WHAT THE TASK REQUIRES: Could you set down the lines from the first line of the entries below through the line with "written like (367,424).", exactly and with no pictures?

RAW DATA:
□ □ □ □

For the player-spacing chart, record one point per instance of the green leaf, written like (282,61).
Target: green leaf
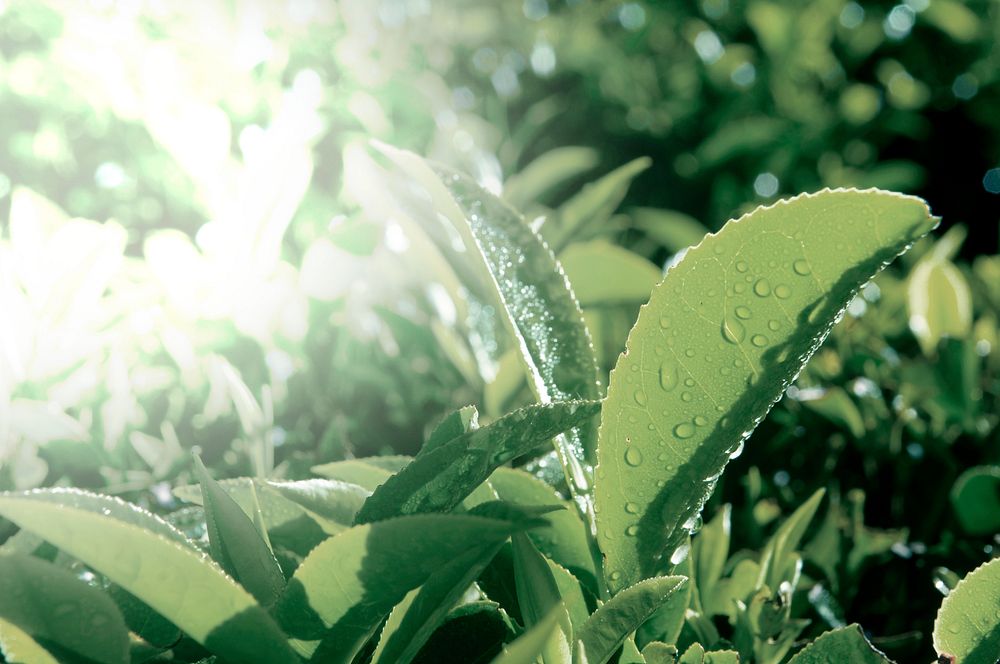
(779,557)
(624,613)
(976,500)
(547,172)
(721,338)
(19,648)
(342,590)
(709,551)
(236,544)
(967,626)
(674,230)
(939,302)
(368,473)
(530,646)
(413,621)
(53,605)
(847,644)
(459,422)
(530,290)
(538,594)
(564,539)
(440,479)
(592,206)
(603,274)
(173,579)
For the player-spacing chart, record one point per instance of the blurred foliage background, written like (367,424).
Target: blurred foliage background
(244,287)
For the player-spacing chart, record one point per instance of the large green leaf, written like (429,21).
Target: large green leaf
(624,613)
(342,590)
(236,543)
(532,293)
(438,480)
(847,644)
(176,581)
(721,338)
(967,627)
(53,605)
(18,647)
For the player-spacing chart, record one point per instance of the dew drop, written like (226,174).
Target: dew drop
(733,330)
(680,554)
(684,430)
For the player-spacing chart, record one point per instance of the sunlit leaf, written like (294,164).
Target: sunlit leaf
(967,627)
(722,337)
(173,579)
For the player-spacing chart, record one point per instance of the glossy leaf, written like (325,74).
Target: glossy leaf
(967,627)
(342,590)
(440,479)
(368,472)
(847,644)
(721,338)
(236,544)
(564,539)
(52,604)
(607,627)
(176,581)
(976,500)
(19,648)
(532,293)
(530,645)
(412,622)
(538,594)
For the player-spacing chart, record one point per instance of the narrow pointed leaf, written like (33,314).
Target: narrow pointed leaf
(368,472)
(967,626)
(18,647)
(342,590)
(440,479)
(847,644)
(176,581)
(530,289)
(413,621)
(624,613)
(564,539)
(722,337)
(52,604)
(236,544)
(530,645)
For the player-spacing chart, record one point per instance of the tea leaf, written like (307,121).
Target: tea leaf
(720,340)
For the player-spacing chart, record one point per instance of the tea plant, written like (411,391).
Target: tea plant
(534,537)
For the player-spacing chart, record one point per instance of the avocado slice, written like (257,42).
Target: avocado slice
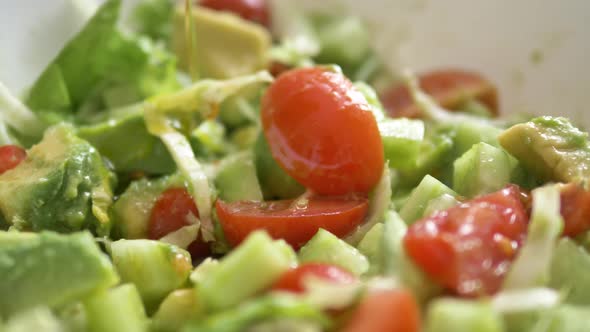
(131,212)
(123,139)
(236,178)
(50,269)
(228,45)
(551,148)
(274,181)
(62,185)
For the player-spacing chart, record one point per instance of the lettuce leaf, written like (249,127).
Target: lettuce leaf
(16,119)
(99,65)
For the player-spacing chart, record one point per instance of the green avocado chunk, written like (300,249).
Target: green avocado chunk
(50,269)
(123,139)
(551,148)
(62,185)
(228,46)
(131,212)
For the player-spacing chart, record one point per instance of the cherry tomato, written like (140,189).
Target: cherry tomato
(450,88)
(575,209)
(170,213)
(321,131)
(286,220)
(251,10)
(10,157)
(385,311)
(293,280)
(468,248)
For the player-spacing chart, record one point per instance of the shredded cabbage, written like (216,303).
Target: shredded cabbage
(14,114)
(202,98)
(378,206)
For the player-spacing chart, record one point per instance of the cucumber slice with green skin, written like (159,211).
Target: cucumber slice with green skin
(482,170)
(155,267)
(36,319)
(428,189)
(469,133)
(275,182)
(446,314)
(569,271)
(178,308)
(402,139)
(50,269)
(370,246)
(236,179)
(441,203)
(325,247)
(250,268)
(116,310)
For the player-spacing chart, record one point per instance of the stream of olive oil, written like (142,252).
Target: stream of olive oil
(191,39)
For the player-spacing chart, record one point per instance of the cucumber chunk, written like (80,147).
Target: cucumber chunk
(428,189)
(325,247)
(482,170)
(116,310)
(247,270)
(155,267)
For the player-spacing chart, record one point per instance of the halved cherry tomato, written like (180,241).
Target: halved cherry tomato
(10,157)
(450,88)
(293,279)
(385,311)
(321,131)
(170,213)
(575,209)
(251,10)
(287,220)
(468,248)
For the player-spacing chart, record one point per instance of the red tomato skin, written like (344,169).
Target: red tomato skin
(293,279)
(170,213)
(10,157)
(468,248)
(449,87)
(385,311)
(283,221)
(252,10)
(575,209)
(322,133)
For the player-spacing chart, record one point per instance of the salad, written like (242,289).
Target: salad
(233,165)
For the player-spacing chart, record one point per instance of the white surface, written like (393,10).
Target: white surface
(495,37)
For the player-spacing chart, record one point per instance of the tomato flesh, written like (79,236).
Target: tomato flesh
(468,248)
(251,10)
(575,209)
(171,212)
(10,157)
(322,133)
(388,311)
(287,220)
(294,279)
(450,88)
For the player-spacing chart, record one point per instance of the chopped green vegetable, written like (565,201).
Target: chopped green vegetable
(531,268)
(155,267)
(325,247)
(238,275)
(116,310)
(48,269)
(62,185)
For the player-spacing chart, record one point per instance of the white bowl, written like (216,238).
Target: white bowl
(537,51)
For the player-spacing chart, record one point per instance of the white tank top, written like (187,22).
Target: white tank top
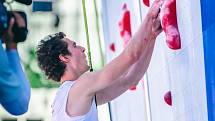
(59,106)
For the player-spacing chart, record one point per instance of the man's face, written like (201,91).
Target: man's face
(78,57)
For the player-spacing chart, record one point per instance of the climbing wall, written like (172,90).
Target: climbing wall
(174,84)
(179,71)
(131,105)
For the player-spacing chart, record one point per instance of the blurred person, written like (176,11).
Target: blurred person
(81,91)
(14,86)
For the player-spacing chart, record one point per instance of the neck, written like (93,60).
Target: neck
(69,75)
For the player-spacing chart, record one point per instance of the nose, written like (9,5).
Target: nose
(82,49)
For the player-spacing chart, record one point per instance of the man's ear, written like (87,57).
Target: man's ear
(64,58)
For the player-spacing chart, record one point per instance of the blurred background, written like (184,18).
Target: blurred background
(66,16)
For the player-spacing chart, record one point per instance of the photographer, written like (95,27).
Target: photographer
(14,86)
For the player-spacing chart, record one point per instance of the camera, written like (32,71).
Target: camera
(20,33)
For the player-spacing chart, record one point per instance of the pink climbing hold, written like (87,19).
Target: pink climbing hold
(112,47)
(133,87)
(168,98)
(146,2)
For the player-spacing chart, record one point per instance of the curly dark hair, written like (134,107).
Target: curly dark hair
(48,52)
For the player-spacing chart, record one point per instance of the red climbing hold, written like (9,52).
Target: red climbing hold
(125,25)
(146,2)
(170,25)
(133,87)
(112,47)
(168,98)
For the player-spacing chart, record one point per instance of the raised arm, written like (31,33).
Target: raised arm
(131,54)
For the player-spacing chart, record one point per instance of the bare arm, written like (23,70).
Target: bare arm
(134,74)
(132,77)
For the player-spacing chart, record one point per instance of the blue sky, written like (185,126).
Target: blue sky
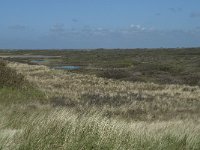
(69,24)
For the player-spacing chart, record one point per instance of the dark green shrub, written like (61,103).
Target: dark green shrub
(9,77)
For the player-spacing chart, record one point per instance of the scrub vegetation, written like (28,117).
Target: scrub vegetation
(45,108)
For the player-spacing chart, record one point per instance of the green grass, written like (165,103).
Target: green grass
(52,109)
(163,66)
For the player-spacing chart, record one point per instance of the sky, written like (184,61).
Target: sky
(73,24)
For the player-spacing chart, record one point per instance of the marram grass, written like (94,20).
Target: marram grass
(86,112)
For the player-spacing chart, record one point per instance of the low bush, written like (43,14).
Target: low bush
(9,77)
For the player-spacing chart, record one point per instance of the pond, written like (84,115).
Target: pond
(68,67)
(38,61)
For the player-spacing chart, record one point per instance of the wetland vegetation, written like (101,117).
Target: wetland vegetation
(118,99)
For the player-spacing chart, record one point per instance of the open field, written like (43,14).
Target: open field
(162,66)
(45,108)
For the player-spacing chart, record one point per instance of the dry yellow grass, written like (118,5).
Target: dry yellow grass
(119,98)
(154,116)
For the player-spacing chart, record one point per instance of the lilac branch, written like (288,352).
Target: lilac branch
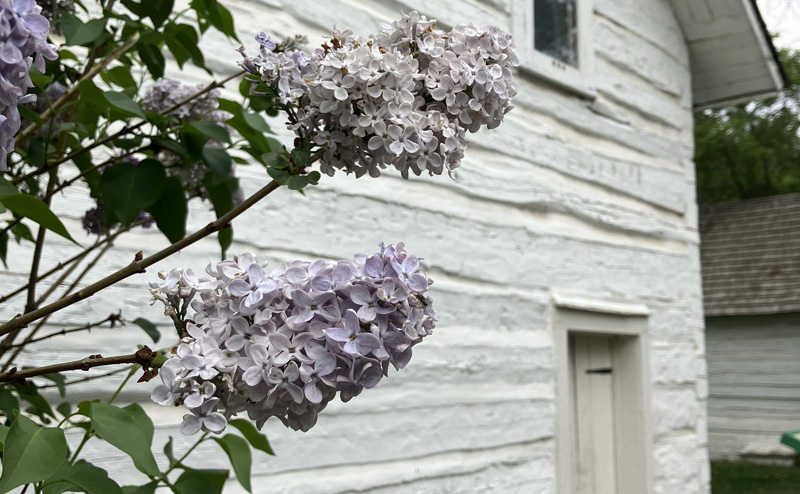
(138,265)
(143,357)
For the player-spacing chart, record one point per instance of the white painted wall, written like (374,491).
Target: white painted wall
(754,391)
(564,195)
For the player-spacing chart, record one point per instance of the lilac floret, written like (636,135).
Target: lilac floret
(301,346)
(23,34)
(404,98)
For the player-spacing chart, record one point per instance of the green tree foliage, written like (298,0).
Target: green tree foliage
(751,150)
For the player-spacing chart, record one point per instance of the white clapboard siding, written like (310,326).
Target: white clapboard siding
(754,388)
(568,194)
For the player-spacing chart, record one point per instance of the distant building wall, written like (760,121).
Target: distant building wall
(754,388)
(567,194)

□ □ □ □

RESPONSE:
For the player-spacing chart, record one point per instance of the green leaf, written like (282,61).
Target: green leaf
(779,557)
(624,613)
(976,500)
(547,172)
(721,338)
(19,648)
(342,590)
(709,551)
(236,544)
(967,626)
(674,230)
(939,302)
(368,473)
(530,646)
(413,621)
(53,605)
(847,644)
(459,422)
(530,290)
(538,594)
(564,539)
(440,479)
(592,206)
(603,274)
(173,579)
For the player-spacing chart, record one point per instance of the blurred foliage background, written like (367,424).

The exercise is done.